▶ **Problem description**
Rewrite the items below, changing every instance of "Target" to "Object" and leaving all other text unchanged.

▶ **Records supplied**
###

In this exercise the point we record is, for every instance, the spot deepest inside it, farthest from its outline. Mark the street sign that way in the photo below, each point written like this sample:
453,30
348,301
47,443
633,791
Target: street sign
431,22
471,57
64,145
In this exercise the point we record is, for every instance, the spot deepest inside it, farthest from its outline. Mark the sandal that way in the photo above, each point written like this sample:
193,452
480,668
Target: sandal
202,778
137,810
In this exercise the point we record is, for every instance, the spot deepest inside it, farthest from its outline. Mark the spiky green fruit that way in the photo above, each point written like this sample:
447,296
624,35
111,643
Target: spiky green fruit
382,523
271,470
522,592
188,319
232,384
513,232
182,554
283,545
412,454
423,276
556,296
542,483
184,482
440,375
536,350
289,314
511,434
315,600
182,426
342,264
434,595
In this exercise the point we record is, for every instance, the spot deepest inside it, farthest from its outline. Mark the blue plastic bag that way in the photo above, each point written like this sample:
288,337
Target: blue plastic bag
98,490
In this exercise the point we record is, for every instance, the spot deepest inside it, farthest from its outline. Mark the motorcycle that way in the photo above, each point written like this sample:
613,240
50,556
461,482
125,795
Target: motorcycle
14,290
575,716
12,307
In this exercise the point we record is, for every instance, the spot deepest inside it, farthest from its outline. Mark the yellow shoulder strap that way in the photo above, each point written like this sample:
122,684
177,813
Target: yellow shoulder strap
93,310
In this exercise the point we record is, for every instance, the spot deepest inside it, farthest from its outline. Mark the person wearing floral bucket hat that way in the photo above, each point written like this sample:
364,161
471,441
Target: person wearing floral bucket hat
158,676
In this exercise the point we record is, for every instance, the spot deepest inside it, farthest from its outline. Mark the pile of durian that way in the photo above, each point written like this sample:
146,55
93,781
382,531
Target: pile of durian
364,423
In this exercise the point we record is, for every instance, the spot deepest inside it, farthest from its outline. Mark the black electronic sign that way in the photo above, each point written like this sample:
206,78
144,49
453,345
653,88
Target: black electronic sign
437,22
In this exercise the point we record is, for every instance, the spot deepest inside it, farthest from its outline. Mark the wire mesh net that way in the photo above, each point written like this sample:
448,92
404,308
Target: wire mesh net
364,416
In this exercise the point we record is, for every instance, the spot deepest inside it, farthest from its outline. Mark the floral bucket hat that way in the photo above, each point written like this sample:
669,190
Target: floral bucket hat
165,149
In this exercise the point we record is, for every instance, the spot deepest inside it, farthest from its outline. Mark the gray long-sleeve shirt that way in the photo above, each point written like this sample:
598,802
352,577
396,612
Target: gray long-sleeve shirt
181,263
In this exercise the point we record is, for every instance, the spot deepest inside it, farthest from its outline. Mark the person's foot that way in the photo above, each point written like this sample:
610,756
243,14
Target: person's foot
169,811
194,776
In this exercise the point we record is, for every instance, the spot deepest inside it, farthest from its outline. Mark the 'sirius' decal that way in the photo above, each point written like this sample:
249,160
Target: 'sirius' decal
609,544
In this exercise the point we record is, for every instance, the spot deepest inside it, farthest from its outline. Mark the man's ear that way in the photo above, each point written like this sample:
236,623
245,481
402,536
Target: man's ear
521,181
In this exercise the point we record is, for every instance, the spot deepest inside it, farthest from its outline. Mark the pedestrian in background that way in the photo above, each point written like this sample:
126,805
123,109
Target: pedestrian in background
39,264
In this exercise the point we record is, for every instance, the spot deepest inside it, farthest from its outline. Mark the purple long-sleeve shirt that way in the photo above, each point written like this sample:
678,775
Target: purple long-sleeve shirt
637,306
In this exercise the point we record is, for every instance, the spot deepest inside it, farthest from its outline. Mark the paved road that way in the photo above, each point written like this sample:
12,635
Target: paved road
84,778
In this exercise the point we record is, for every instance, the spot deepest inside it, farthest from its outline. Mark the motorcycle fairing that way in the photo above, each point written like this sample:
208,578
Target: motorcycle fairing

###

▶ **Completed task**
In this exercise the point we record is, for every instance, the spot deepest inside it, farthest from its outline. Mark the street sign that way in the photo below, each point written like this sample:
453,30
348,301
47,443
633,791
Object: street sign
431,22
471,57
64,145
In this exercise the point we record is, for every instance, the spot deepest inside it, farthest from its outline. Mark the sandal that way in the photo above, each point written like this sample:
193,452
480,668
Object: sandal
202,778
137,810
In this exercise the point we record is, for every instance, the spot deepest inside it, farthest from its outline. Mark the spiky green fruit that way in the photo above, each point written like this sample:
447,296
624,35
111,643
Object: spiky green fruit
382,523
271,470
522,592
188,319
232,384
513,232
182,554
283,545
412,454
423,276
556,296
542,483
184,482
440,375
536,350
289,314
511,434
315,600
182,426
342,264
434,595
In this exercise the point we record is, for every instance, the spot deepest inside it, farthest from its outline. Mark the blue plastic bag that way in the photo above, each point written like this sample:
288,337
Object: blue plastic bag
98,490
In this exercise the point we record is, for every instance, the spot deepest inside it, farthest from its outline. Mark the motorcycle that way in the photo above, each point written like this sample:
613,240
50,556
461,482
125,795
Object: motorcycle
14,290
575,716
12,307
In this exercise the point we record is, for every instance, the spot deepest inside it, farthest from its outline. Mark the yellow shoulder strap that way in the photo above, each point written like this sample:
122,684
177,813
Object: yellow shoulder strap
93,310
In this exercise the point we record is, for every instance, the spot deepest inside it, farthest from its outline. Mark the person wearing floral bucket hat that way in the photo above, each point written like this sample:
364,161
471,441
Object: person wearing floral bucket hat
158,676
In this exercise the point we record is, for every instance, the spot deepest inside it, farthest from its outline. Mark the pile of durian that way in the photo above, each point written like this sample:
146,55
93,781
382,531
Object: pile of durian
364,423
In this exercise the point we record is, for every instance, the spot deepest inside it, farthest from its outline. Mark the black electronic sign that way in the photo above, each point written like this sample:
206,78
144,49
453,345
653,88
Object: black electronic sign
437,22
In this exercise the point we record is, for every instance, the spot deepest inside it, farthest from its outline. Mark the wire mesh net that way in the photo above, each point written like this sample:
448,92
404,308
Object: wire mesh net
364,416
In this exercise the point we record is, for every instance, the spot deepest inside it, farthest from its outline. Mark the floral bucket hat that way in the photo above, each point written like this sample:
669,190
Object: floral bucket hat
165,149
In this exercise the point we record is, for every instance, the spot deepest inside it, farthest from its outline. Mark the gray long-sleeve shirt that way in the photo above, each point written like this sample:
598,802
352,577
396,612
Object: gray long-sleeve shirt
181,263
In this exercise the point we record is, for every instance, the spot deepest inside it, farthest from its outline. Mark the person's foot that way in the photo above, each point written like this sample:
610,756
243,14
Object: person's foot
169,811
194,776
In this exercise the point we record is, for every instance, the spot deepest inside it, farthest from its outline. Mark the 'sirius' decal that way in the photo above, each point written like this sample:
249,160
Object: 'sirius' decal
609,544
In this exercise the point we record is, for every instance, the spot deepest inside it, farthest from its outline. Mark the man's ear that way in the photo above, each point written like this sample:
236,623
245,481
402,536
Object: man's ear
521,181
In this exercise the point we record is, for every instance, the spot deepest inside it, farthest from its outline. Mark the pedestrian in background that way in the photo above, each point written like this sample:
126,805
123,109
Object: pedestrian in background
39,264
In this exercise the point we record is, for every instance, the spot deepest inside it, farthest from its outline. Mark the purple long-sleeve shirt that way in the photo above, each point written like this sample:
678,775
Object: purple long-sleeve shirt
637,306
In this exercise the point we record is, for every instance, the spot deepest inside it, farthest from its outline. Mark the paved road that way in the photo above, each point written like this sample:
12,635
Object: paved road
84,778
In this exercise the point we record is, for every instance, the spot deepest inside it, farthest from its outline. Mark the motorcycle fairing that way in the photo above, each point written like this sample:
208,578
Object: motorcycle fairing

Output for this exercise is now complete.